:: Exercises ::
• A. Answer these questions from the Aligner issue thread:
(i) By what percentage does Aligner-7B improve GPT-4 in harmlessness?
(ii) Why did the Aligner team not receive the question in time?
(iii) What sizes of training set and test set were selected from the Empathetic Dialogue dataset?
• B. Translate this sentence from the Aligner issue thread into Spanish: "We utilized the train set to perform finetune on Aligner-7B and Aligner-13B to enhance their empathetic abilities."
• C. Continue the Aligner issue thread from its last sentence.

Exercise text: Begin

Aligner2024 / aligner

Achieving Efficient Alignment through Learned Correction
https://aligner2024.github.io/
102 stars 5 forks source link

Aligner-7B improves 11 different LLMs by 21.9% in helpfulness and 23.8% in harmlessness on average (GPT-4 by 17.5% and 26.9%). #1

Closed iGangao closed 5 months ago

iGangao commented 6 months ago

Aligner-7B improves 11 different LLMs by 21.9% in helpfulness and 23.8% in harmlessness on average (GPT-4 by 17.5% and 26.9%). When finetuning (strong) Llama270B with (weak) Aligner-13B’s supervision, we can improve Llama2 by 8.2% in helpfulness and 61.6% in harmlessness.

Has the output after Aligner been evaluated on other indicators?

Aligner2024 commented 6 months ago

Hi, @iGangao,

First of all, we would like to express our sincere apologies for not being able to answer your questions in a timely manner, because our email address is anonymous, so we did not receive the information in time. We will answer your questions in detail next.

As mentioned in our paper [https://aligner2024.github.io/materials/Aligner_anonymous.pdf], we further validated Aligner's ability to incorporate other to-align aspects.

Following the design of Empathetic Dialogue dataset, we selected a 4K training set and a 1.5K test set from its public available dataset (ensuring the dataset is used appropriately and is free of leakage). We utilized the train set to perform finetune on Aligner-7B and Aligner-13B to enhance their empathetic abilities.

Exercise text: End
Extracted entries: Begin

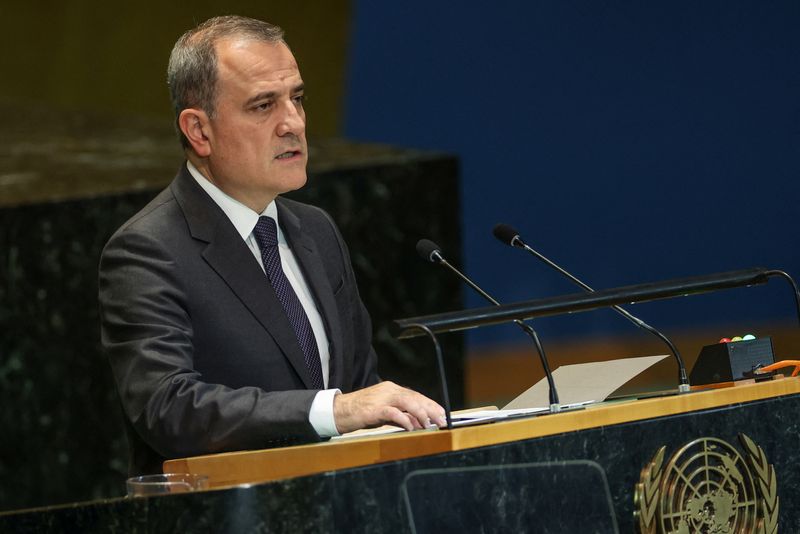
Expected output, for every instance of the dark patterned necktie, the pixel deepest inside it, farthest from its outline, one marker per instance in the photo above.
(266, 234)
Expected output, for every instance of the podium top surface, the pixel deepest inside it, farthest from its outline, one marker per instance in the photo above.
(251, 467)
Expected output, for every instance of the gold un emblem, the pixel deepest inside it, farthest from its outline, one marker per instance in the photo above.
(707, 487)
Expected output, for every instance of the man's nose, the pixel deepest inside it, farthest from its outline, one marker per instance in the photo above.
(292, 120)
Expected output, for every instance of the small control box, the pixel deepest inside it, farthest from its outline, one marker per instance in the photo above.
(728, 361)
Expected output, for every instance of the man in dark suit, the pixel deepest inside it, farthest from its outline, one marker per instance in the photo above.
(231, 316)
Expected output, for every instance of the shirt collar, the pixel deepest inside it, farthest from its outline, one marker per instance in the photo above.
(243, 218)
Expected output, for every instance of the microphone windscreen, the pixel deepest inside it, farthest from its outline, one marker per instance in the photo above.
(426, 248)
(505, 233)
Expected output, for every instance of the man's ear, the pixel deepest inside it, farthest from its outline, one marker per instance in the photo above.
(195, 125)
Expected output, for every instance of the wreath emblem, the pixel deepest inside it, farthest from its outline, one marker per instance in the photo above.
(708, 487)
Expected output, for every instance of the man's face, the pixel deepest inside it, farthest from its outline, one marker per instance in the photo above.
(257, 138)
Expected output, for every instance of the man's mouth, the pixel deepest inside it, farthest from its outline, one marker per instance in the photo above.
(287, 155)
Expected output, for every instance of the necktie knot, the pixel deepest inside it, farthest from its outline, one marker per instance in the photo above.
(266, 232)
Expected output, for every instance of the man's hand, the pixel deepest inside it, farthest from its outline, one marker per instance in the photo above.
(385, 403)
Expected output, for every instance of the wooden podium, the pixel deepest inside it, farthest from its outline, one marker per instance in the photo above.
(540, 474)
(251, 467)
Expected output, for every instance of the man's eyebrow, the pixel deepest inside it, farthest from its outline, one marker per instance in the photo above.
(267, 95)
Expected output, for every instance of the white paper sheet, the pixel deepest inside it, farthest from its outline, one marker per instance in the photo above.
(584, 382)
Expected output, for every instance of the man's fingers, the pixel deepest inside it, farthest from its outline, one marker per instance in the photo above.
(393, 415)
(386, 403)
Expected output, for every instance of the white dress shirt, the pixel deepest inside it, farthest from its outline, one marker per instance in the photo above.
(244, 220)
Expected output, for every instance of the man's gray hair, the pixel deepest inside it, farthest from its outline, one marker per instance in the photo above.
(192, 69)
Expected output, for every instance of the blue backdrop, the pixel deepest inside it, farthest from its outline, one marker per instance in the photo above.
(630, 141)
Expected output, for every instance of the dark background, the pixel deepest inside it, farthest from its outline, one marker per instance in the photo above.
(628, 141)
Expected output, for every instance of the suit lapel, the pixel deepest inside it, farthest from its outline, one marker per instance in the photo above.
(233, 261)
(311, 262)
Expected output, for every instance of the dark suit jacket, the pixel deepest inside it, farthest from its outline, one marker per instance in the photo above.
(204, 357)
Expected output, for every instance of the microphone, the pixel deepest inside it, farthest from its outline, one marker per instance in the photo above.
(508, 235)
(430, 251)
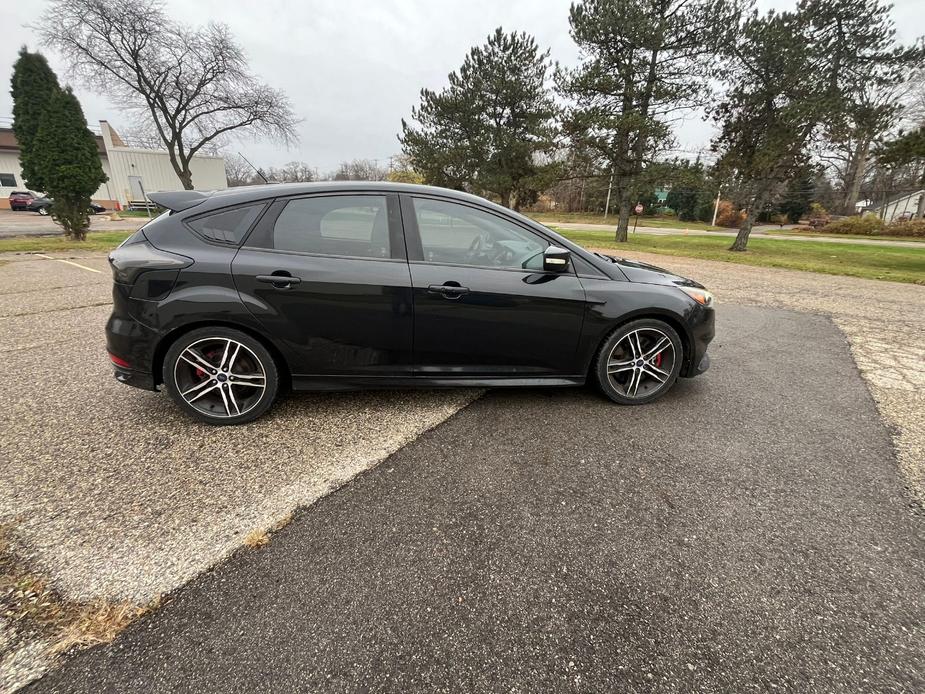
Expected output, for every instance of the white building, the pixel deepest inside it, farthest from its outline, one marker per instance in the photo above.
(132, 171)
(899, 208)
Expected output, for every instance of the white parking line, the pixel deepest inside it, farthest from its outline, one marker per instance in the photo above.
(82, 267)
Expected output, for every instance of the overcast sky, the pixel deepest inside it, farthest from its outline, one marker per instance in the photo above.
(353, 68)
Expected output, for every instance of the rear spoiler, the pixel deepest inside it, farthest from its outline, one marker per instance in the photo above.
(177, 200)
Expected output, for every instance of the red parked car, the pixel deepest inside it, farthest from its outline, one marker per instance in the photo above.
(21, 199)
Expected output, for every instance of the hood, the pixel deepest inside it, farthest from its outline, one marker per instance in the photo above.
(650, 274)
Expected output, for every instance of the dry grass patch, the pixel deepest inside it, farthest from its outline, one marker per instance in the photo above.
(260, 537)
(256, 538)
(36, 610)
(98, 622)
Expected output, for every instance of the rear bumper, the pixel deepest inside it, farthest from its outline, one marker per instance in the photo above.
(132, 342)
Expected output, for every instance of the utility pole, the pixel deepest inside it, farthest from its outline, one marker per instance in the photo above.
(716, 206)
(607, 204)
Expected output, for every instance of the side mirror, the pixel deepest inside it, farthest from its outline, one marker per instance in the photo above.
(556, 259)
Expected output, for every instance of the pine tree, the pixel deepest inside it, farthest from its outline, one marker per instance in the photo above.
(791, 74)
(644, 62)
(32, 86)
(489, 129)
(68, 161)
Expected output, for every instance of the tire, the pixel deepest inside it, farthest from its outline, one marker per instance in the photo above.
(639, 362)
(197, 376)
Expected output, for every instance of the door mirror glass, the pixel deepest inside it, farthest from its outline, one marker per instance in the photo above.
(556, 259)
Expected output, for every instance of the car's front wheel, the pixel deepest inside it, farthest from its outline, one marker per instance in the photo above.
(639, 361)
(221, 375)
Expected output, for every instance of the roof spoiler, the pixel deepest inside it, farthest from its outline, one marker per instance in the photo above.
(177, 200)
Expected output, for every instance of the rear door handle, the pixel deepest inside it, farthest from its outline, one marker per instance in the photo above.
(280, 280)
(448, 291)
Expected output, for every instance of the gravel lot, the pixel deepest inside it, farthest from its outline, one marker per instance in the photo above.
(33, 224)
(883, 321)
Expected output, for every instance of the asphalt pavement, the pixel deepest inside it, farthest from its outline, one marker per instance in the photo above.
(24, 223)
(749, 531)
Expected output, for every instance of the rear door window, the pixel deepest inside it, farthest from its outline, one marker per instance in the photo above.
(341, 225)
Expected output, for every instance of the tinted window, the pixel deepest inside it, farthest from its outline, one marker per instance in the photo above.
(349, 225)
(229, 226)
(462, 235)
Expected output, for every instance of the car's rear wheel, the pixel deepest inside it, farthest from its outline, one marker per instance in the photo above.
(221, 375)
(639, 361)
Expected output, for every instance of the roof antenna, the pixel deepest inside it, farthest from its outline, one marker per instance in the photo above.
(259, 172)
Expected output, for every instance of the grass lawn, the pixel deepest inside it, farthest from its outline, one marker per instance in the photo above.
(551, 218)
(855, 260)
(96, 241)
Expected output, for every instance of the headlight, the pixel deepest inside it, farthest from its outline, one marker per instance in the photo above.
(701, 296)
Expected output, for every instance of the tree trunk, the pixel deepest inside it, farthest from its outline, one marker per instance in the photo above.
(623, 222)
(855, 176)
(741, 241)
(186, 178)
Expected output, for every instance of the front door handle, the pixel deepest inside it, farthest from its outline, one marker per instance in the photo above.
(448, 290)
(279, 279)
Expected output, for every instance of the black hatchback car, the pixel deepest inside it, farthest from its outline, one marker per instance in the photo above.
(230, 297)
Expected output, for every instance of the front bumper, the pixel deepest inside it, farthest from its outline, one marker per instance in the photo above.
(702, 330)
(139, 379)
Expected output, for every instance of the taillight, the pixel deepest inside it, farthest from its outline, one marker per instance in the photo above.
(130, 260)
(118, 361)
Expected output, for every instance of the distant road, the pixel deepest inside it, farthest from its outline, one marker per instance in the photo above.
(762, 232)
(33, 224)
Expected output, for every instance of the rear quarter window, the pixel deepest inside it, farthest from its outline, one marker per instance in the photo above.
(227, 226)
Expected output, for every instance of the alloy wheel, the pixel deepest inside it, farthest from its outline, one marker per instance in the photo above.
(641, 363)
(220, 377)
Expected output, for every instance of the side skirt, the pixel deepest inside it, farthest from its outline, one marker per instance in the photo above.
(336, 383)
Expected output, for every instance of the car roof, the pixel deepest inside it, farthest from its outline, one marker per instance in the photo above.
(185, 199)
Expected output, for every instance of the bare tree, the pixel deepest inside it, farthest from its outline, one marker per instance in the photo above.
(191, 86)
(238, 172)
(848, 142)
(293, 172)
(361, 170)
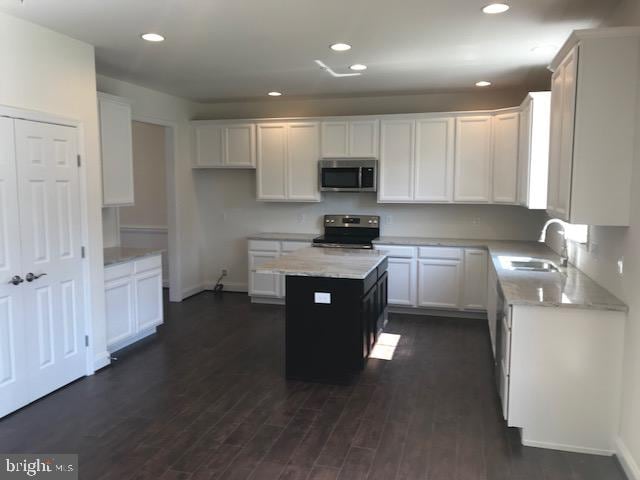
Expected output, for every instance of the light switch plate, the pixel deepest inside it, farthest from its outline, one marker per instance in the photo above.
(322, 297)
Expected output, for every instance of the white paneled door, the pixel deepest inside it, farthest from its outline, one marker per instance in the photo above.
(49, 351)
(13, 354)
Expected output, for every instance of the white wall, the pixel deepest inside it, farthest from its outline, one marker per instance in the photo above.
(233, 213)
(599, 260)
(48, 72)
(149, 175)
(149, 104)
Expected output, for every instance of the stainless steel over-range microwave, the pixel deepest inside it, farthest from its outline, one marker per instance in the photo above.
(348, 174)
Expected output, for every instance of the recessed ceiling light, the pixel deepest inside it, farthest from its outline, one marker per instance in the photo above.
(340, 47)
(152, 37)
(493, 8)
(545, 49)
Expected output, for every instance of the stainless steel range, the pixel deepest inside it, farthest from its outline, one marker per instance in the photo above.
(349, 231)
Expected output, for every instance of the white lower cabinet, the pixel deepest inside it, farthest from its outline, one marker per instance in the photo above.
(437, 277)
(475, 279)
(133, 296)
(264, 285)
(439, 283)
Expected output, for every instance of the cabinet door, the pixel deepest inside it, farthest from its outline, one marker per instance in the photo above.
(402, 281)
(505, 157)
(120, 310)
(434, 160)
(208, 146)
(475, 280)
(335, 139)
(302, 161)
(524, 152)
(473, 159)
(262, 284)
(363, 138)
(566, 137)
(439, 283)
(555, 140)
(117, 151)
(272, 162)
(149, 311)
(396, 161)
(239, 145)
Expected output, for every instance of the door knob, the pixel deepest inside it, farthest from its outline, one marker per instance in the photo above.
(31, 277)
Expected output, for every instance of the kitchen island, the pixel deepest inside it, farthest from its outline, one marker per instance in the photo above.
(336, 301)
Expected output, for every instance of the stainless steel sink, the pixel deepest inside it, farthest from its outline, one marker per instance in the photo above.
(534, 266)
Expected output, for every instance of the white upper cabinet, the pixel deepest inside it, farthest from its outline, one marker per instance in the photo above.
(116, 147)
(396, 161)
(224, 145)
(505, 157)
(533, 146)
(288, 155)
(473, 159)
(594, 126)
(302, 161)
(434, 151)
(272, 161)
(350, 138)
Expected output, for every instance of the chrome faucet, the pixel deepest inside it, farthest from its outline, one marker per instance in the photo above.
(564, 254)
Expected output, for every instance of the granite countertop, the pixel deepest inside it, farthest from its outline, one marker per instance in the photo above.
(568, 288)
(113, 255)
(325, 262)
(292, 237)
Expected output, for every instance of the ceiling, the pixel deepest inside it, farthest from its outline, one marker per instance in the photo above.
(232, 49)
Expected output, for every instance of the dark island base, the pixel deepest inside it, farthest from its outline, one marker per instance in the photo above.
(330, 342)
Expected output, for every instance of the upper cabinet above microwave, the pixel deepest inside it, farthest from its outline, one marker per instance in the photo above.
(349, 138)
(594, 91)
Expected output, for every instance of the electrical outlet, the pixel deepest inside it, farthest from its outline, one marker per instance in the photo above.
(621, 266)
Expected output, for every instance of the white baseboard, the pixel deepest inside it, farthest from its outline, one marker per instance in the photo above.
(268, 300)
(434, 312)
(567, 448)
(101, 360)
(229, 286)
(629, 464)
(187, 292)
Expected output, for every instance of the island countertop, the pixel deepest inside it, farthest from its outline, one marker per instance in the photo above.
(570, 287)
(325, 262)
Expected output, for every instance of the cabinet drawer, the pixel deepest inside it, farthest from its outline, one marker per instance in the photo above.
(120, 270)
(291, 246)
(148, 263)
(440, 252)
(394, 251)
(264, 245)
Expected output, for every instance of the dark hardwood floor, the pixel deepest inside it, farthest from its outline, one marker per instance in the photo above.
(206, 399)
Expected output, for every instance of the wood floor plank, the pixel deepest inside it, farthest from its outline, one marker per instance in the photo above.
(206, 398)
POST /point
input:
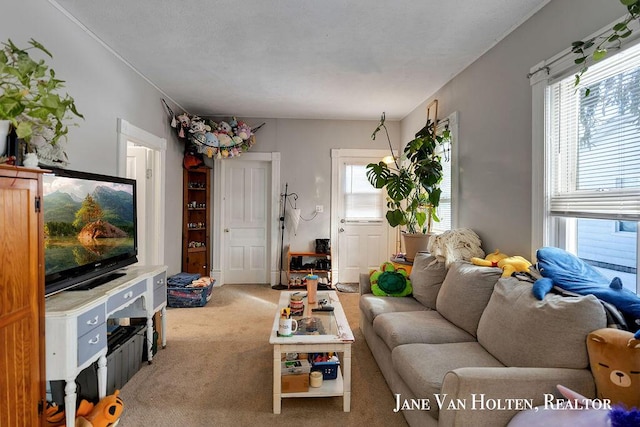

Extracted entries: End

:: Exercise results ::
• A.
(i) 26.9%
(ii) Their email address is anonymous.
(iii) A 4K training set and a 1.5K test set

• B. Utilizamos el conjunto de entrenamiento para realizar el ajuste fino de Aligner-7B y Aligner-13B con el fin de mejorar sus capacidades empáticas.

• C.
The fine-tuned Empathy-Aligner-7B and Empathy-Aligner-13B were not only able to improve the empathetic capacity of more than 50% of GPT-4's responses, significantly surpassing the original Aligner model, but also saw an improvement in helpfulness after finetuning.

Detailed experimental results are shown in the Table 16 in our paper.

This experiment demonstrates the Aligner models' outstanding capabilities in other domains and the low cost and high efficiency of adding features to Aligners.

Detailed information can be found in the paper Appendix C.5.

We have also tested additional indicators (such as coding, mathematical, and dialogue capabilities) and will update our paper soon at [https://aligner2024.github.io/materials/Aligner_anonymous.pdf].

Once again, we sincerely apologize for the delay in answering and hope that our answer will be helpful to you.